▶ Material supplied:
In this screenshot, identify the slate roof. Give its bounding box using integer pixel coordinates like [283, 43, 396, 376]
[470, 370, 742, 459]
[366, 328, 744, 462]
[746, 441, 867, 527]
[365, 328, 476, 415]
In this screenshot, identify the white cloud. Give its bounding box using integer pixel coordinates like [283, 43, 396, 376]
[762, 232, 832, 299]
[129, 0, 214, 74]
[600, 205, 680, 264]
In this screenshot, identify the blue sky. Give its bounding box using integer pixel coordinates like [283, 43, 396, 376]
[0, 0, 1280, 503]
--
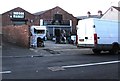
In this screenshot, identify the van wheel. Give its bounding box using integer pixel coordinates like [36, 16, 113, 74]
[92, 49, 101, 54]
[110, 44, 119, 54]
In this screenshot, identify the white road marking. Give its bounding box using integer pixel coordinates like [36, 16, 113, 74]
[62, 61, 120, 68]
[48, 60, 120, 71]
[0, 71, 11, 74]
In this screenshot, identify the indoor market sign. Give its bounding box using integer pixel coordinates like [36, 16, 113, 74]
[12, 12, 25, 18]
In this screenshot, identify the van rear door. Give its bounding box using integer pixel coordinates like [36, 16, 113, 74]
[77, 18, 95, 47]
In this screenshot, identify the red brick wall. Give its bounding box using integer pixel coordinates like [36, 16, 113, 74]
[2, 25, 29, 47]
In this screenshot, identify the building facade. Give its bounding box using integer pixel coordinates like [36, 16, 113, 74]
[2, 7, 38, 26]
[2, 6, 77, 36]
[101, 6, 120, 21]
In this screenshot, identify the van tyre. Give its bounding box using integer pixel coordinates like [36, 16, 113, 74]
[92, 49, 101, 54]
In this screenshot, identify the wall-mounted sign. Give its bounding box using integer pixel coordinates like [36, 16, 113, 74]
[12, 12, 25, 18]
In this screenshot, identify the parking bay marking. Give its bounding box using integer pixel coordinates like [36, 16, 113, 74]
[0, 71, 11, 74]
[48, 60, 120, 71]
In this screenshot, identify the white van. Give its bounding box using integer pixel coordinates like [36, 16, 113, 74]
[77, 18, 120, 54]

▶ Work instructions:
Starting at the line that contains "In this screenshot, identify the van rear" and ending at the line that contains "[77, 18, 120, 54]", switch "van" to "truck". Write out only those lines, with nothing else changed.

▶ Output of the exercise:
In this screenshot, identify the truck rear door. Give its bounding box using integer pixel coordinates like [36, 16, 113, 74]
[77, 18, 95, 47]
In this screenshot, identify the red brick wall. Give its bounding box using integer pixel coordinates like [36, 16, 113, 74]
[2, 25, 29, 47]
In this screenshot, identify the building facade. Give its bounding box using integer pixel coordinates like [36, 16, 113, 74]
[2, 7, 38, 26]
[2, 6, 77, 36]
[101, 6, 120, 21]
In this screenshot, identify the truck tyre. Give its bounding box using integer pixel coordinates like [36, 16, 113, 74]
[92, 49, 101, 54]
In this screenshot, identify the wall-mounted sign. Give its bounding box using integer pixel coordinates like [36, 16, 113, 74]
[12, 12, 25, 18]
In this screenshot, identify the parking bay marking. Give its bounding box using integer pixel coordinates like [36, 16, 113, 74]
[0, 71, 11, 74]
[48, 60, 120, 71]
In this screenshot, identify the white truck. Give its bounding box using integer pixel coordinates like [36, 16, 113, 74]
[77, 18, 120, 54]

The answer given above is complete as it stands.